● **EXERCISE REQUIREMENTS**:
For each line in the material below that holds "wheel", copy that line.

● **LISTED ENTRIES**:
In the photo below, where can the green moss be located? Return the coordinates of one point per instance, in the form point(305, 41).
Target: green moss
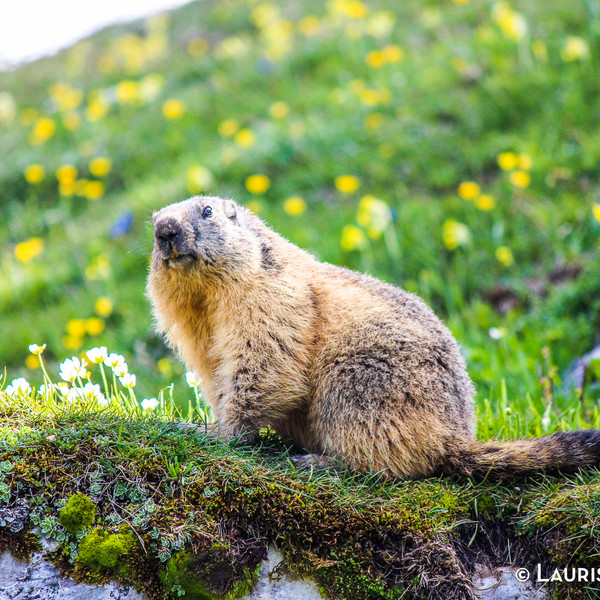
point(99, 549)
point(208, 579)
point(78, 513)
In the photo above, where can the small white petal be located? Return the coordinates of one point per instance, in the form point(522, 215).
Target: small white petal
point(149, 403)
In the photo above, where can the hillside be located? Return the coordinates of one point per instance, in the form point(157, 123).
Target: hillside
point(449, 147)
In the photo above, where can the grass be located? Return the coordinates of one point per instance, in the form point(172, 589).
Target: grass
point(157, 491)
point(428, 109)
point(456, 91)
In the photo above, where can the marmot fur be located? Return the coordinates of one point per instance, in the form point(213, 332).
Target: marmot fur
point(345, 365)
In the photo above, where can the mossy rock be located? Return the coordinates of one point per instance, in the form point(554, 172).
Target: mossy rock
point(205, 576)
point(102, 550)
point(78, 513)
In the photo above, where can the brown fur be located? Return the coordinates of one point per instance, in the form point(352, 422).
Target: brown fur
point(343, 364)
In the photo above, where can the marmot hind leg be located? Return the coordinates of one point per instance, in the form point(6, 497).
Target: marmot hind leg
point(366, 416)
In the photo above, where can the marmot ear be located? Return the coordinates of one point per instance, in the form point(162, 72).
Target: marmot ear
point(230, 209)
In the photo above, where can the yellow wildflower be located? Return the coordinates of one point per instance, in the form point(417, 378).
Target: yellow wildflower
point(258, 184)
point(72, 342)
point(100, 166)
point(71, 121)
point(245, 138)
point(294, 206)
point(43, 129)
point(279, 110)
point(539, 50)
point(94, 326)
point(97, 107)
point(35, 173)
point(512, 23)
point(520, 179)
point(67, 188)
point(375, 59)
point(455, 234)
point(228, 127)
point(485, 202)
point(353, 238)
point(347, 183)
point(164, 366)
point(356, 10)
point(525, 162)
point(127, 91)
point(66, 173)
point(32, 362)
point(103, 306)
point(197, 47)
point(392, 53)
point(374, 215)
point(373, 121)
point(8, 108)
point(229, 156)
point(254, 206)
point(507, 161)
point(28, 250)
point(468, 190)
point(505, 256)
point(575, 48)
point(173, 109)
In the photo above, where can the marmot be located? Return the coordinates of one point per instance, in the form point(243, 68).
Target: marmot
point(345, 365)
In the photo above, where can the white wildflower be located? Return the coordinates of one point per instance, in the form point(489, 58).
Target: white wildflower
point(128, 380)
point(75, 393)
point(115, 360)
point(18, 386)
point(193, 379)
point(97, 355)
point(92, 392)
point(149, 403)
point(72, 368)
point(497, 332)
point(120, 370)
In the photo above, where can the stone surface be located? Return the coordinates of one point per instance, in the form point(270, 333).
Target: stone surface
point(40, 580)
point(281, 589)
point(503, 584)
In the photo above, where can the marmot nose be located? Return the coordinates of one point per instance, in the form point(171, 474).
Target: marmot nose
point(168, 232)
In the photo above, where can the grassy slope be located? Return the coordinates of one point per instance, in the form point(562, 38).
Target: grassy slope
point(463, 93)
point(162, 491)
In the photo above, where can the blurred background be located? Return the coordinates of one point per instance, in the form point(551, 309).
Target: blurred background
point(450, 147)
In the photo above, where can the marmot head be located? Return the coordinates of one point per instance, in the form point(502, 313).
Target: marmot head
point(204, 234)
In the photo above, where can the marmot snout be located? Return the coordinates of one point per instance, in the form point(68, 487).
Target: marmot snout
point(341, 363)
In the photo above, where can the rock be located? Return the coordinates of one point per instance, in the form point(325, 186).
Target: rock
point(40, 580)
point(284, 588)
point(503, 583)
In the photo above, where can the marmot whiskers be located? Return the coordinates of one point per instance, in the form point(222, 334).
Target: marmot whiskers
point(344, 365)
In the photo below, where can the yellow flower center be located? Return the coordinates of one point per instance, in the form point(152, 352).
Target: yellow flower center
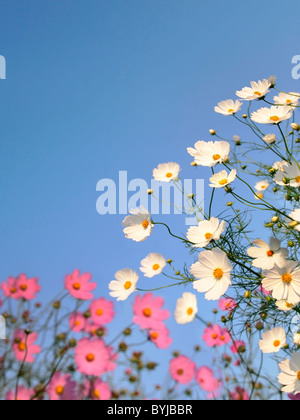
point(127, 285)
point(216, 157)
point(60, 390)
point(286, 278)
point(22, 346)
point(190, 311)
point(274, 118)
point(147, 312)
point(145, 224)
point(90, 357)
point(218, 273)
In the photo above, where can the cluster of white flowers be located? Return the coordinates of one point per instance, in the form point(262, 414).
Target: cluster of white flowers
point(212, 273)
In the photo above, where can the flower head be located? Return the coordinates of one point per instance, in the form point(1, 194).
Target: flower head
point(210, 153)
point(166, 172)
point(212, 273)
point(124, 284)
point(153, 265)
point(186, 308)
point(138, 226)
point(205, 232)
point(79, 286)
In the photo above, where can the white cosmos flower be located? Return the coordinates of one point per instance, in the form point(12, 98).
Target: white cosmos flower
point(166, 172)
point(213, 273)
point(205, 232)
point(284, 283)
point(273, 340)
point(258, 90)
point(221, 179)
point(138, 226)
point(270, 138)
point(291, 173)
point(186, 308)
point(268, 255)
point(284, 305)
point(210, 153)
point(262, 185)
point(295, 215)
point(290, 375)
point(290, 99)
point(228, 107)
point(124, 284)
point(273, 115)
point(153, 265)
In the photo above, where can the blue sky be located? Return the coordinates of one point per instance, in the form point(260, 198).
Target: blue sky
point(95, 87)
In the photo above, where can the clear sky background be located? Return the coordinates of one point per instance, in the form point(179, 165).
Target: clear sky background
point(98, 86)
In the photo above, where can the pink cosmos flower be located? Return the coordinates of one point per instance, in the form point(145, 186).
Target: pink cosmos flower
point(206, 380)
point(240, 394)
point(23, 394)
point(62, 388)
point(100, 391)
point(79, 286)
point(23, 345)
point(77, 322)
point(216, 336)
point(238, 346)
point(21, 287)
point(182, 369)
point(93, 357)
point(160, 337)
point(102, 311)
point(148, 312)
point(227, 304)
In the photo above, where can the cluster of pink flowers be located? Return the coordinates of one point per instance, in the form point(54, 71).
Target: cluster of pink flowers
point(149, 315)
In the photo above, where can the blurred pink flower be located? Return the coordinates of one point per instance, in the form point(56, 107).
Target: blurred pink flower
point(160, 337)
point(227, 304)
point(77, 322)
point(21, 287)
point(100, 391)
point(214, 335)
point(62, 388)
point(148, 312)
point(79, 286)
point(23, 394)
point(102, 311)
point(206, 380)
point(240, 394)
point(182, 369)
point(93, 357)
point(23, 345)
point(238, 346)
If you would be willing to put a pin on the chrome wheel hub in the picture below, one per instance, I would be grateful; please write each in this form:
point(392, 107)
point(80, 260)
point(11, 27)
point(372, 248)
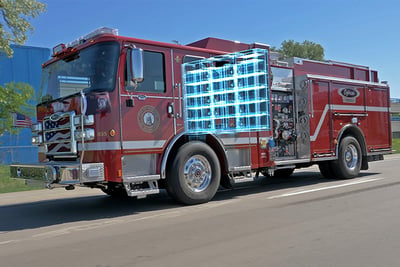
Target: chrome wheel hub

● **WORKED SOLUTION**:
If you would be willing to put a pin on the chrome wheel hub in the picture below, one per instance, I would be grateful; please write each in this form:
Target: chrome wheel hub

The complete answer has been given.